Saved data entries:

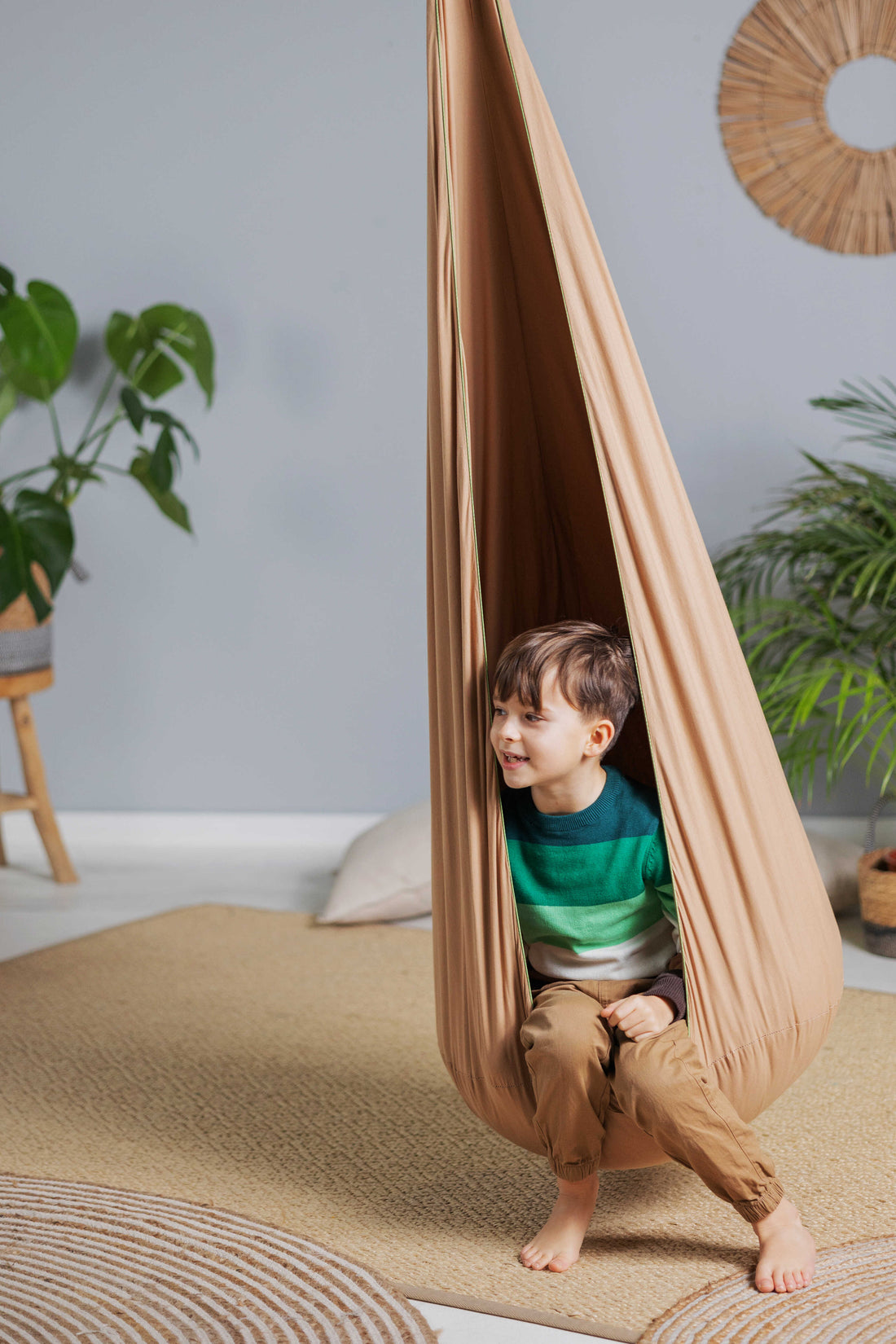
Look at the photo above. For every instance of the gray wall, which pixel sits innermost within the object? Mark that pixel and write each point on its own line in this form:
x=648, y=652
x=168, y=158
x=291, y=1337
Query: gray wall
x=266, y=165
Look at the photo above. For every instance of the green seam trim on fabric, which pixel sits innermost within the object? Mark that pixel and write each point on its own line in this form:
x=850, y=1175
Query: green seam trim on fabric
x=467, y=433
x=578, y=364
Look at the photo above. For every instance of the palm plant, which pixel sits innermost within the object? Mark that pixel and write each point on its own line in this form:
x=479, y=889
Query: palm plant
x=815, y=605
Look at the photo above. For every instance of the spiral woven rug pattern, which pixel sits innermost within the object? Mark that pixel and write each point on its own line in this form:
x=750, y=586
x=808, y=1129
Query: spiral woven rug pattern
x=107, y=1267
x=288, y=1073
x=856, y=1282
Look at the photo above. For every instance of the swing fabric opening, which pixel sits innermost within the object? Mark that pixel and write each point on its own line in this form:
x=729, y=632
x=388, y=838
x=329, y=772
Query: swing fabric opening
x=552, y=494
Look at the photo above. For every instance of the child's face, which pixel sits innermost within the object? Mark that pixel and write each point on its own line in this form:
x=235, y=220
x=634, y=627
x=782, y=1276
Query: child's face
x=547, y=746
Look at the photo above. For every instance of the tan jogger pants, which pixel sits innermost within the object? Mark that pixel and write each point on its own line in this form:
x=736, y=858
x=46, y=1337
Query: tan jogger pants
x=575, y=1056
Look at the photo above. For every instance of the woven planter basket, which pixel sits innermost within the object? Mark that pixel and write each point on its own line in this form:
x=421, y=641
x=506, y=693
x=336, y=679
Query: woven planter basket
x=26, y=645
x=877, y=891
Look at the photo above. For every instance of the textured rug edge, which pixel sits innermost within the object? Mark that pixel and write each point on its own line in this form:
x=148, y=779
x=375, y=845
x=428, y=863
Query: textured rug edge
x=740, y=1276
x=250, y=1218
x=575, y=1324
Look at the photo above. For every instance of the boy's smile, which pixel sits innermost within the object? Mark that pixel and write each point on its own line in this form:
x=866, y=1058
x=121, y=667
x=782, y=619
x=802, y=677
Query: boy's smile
x=552, y=750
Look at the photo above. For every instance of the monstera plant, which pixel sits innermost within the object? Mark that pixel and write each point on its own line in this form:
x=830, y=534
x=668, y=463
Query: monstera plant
x=149, y=357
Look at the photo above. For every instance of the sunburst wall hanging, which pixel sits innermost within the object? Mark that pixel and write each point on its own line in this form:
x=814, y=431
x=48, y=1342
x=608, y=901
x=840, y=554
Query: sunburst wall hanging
x=771, y=109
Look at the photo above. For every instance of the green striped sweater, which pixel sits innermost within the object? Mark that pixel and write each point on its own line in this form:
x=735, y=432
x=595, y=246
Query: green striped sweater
x=594, y=889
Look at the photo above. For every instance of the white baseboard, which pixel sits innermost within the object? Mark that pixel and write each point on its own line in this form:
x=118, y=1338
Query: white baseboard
x=204, y=829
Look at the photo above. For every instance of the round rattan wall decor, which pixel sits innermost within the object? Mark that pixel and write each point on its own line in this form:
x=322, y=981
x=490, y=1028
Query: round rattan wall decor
x=771, y=109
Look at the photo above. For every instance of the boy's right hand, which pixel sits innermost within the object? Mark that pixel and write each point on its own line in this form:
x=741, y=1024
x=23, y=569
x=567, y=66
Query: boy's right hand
x=639, y=1017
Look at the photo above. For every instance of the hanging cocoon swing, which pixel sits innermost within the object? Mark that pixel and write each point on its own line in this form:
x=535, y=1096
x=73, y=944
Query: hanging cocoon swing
x=552, y=494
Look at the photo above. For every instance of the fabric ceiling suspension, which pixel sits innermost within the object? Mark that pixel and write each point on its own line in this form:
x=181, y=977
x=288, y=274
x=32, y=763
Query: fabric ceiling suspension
x=551, y=494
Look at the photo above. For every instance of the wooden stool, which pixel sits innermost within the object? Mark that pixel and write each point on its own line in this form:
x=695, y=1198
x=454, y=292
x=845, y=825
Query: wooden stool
x=37, y=800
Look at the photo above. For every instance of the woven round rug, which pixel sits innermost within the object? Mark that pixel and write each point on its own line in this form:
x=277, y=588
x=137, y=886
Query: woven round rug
x=850, y=1302
x=109, y=1267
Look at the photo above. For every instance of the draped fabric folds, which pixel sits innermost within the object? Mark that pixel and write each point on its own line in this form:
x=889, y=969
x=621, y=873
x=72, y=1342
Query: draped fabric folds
x=551, y=494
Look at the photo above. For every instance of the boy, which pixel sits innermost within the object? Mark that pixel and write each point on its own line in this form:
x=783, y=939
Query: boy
x=598, y=918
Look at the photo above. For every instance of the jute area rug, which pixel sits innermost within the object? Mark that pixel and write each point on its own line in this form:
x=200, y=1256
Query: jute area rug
x=258, y=1065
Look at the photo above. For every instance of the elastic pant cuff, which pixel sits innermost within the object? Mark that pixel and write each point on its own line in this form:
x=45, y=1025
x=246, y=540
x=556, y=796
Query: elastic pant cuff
x=755, y=1209
x=575, y=1171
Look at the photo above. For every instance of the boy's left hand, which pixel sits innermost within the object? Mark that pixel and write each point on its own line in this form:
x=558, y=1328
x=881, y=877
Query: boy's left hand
x=639, y=1017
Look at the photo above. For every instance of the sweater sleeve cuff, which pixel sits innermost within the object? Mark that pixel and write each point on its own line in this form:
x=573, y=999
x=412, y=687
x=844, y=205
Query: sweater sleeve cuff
x=670, y=986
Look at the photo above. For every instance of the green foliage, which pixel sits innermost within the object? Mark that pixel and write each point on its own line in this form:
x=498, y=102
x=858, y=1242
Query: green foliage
x=149, y=354
x=815, y=606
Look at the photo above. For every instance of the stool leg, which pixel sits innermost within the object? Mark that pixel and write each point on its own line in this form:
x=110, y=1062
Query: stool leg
x=37, y=787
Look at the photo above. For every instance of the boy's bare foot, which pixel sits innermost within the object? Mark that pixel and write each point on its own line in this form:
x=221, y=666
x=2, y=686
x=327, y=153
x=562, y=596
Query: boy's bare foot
x=786, y=1250
x=559, y=1242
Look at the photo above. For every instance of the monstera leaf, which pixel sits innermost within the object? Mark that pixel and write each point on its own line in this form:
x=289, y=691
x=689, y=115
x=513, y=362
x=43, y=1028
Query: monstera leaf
x=37, y=529
x=41, y=334
x=141, y=347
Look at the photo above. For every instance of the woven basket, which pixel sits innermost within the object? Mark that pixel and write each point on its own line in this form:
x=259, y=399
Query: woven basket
x=877, y=890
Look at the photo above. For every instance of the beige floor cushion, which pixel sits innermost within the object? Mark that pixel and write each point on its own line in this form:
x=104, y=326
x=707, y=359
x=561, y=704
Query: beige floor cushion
x=386, y=872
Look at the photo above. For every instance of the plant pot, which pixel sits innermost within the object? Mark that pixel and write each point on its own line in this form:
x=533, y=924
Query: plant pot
x=877, y=903
x=26, y=644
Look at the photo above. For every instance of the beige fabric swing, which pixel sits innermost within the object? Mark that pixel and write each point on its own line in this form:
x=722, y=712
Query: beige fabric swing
x=551, y=492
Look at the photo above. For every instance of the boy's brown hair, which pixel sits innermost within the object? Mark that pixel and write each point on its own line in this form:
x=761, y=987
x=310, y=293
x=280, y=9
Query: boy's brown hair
x=594, y=665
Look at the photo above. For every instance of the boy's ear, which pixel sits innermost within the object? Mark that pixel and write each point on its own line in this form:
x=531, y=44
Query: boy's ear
x=602, y=736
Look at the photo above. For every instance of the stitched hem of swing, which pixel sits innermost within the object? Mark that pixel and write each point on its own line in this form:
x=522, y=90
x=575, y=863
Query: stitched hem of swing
x=780, y=1031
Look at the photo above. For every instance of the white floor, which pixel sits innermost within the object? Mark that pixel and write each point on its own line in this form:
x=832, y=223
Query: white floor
x=134, y=866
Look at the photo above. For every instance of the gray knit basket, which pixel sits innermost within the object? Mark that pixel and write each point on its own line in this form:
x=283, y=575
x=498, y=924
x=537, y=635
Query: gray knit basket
x=26, y=651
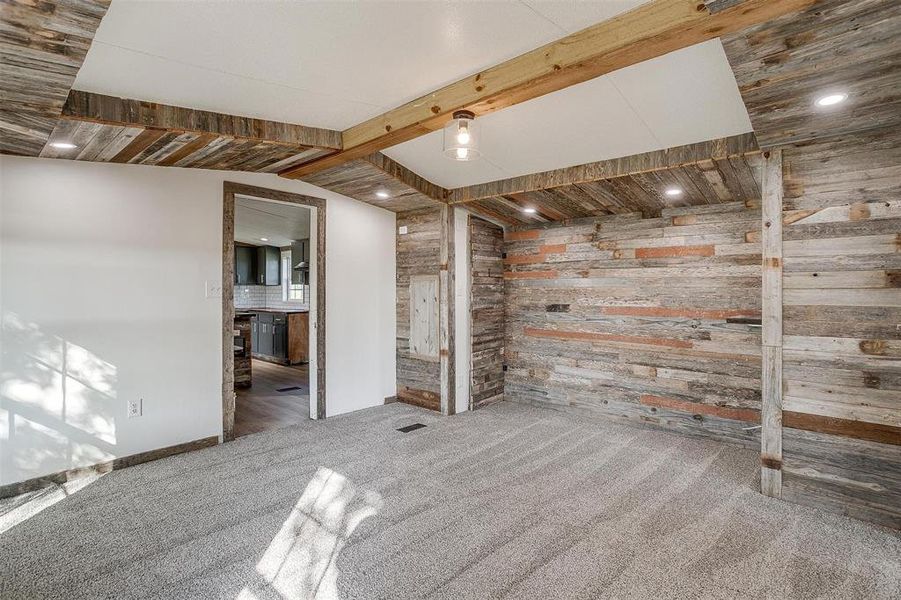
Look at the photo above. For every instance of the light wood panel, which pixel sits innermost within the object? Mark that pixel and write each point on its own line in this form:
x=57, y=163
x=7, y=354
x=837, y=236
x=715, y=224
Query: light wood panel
x=849, y=46
x=648, y=31
x=42, y=47
x=125, y=112
x=418, y=255
x=704, y=183
x=486, y=312
x=109, y=129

__Work instruction__: Your reply is to repeat, unchanged, the lines above running from the one with "Query: stool leg" up to and including the one with "x=533, y=924".

__Exercise output__:
Query: stool leg
x=37, y=787
Look at the photo above. For every instance of the boy's bare foot, which pixel sits innermost within the object? Mark that pixel and write each point on its own line in this form:
x=221, y=666
x=2, y=686
x=327, y=153
x=562, y=596
Query: boy's bare foot
x=786, y=1250
x=559, y=1242
Look at the photo above. For every instance of the monstera leaf, which pixel sits innermost within the object? Mark that pixel and write each point on its own line in this form:
x=289, y=691
x=689, y=115
x=513, y=362
x=43, y=1028
Query: monstera leaf
x=37, y=529
x=41, y=334
x=141, y=347
Look at the photo above. For every instance of the woven basket, which pixel sits innermost within the object? Mark that pixel and write each point on its own line in this form:
x=259, y=399
Query: woven basket
x=877, y=890
Look at the photo above. For every instance of the beige floor cushion, which pixel sits innermost within the object? Mark that pixel and write each point on its own line in this form:
x=104, y=326
x=707, y=359
x=561, y=704
Query: beige floor cushion
x=386, y=872
Look at the photo above. For every instance of the plant pot, which pixel sits innermost within the object? Mark that pixel and write each point on its own line in this form:
x=533, y=924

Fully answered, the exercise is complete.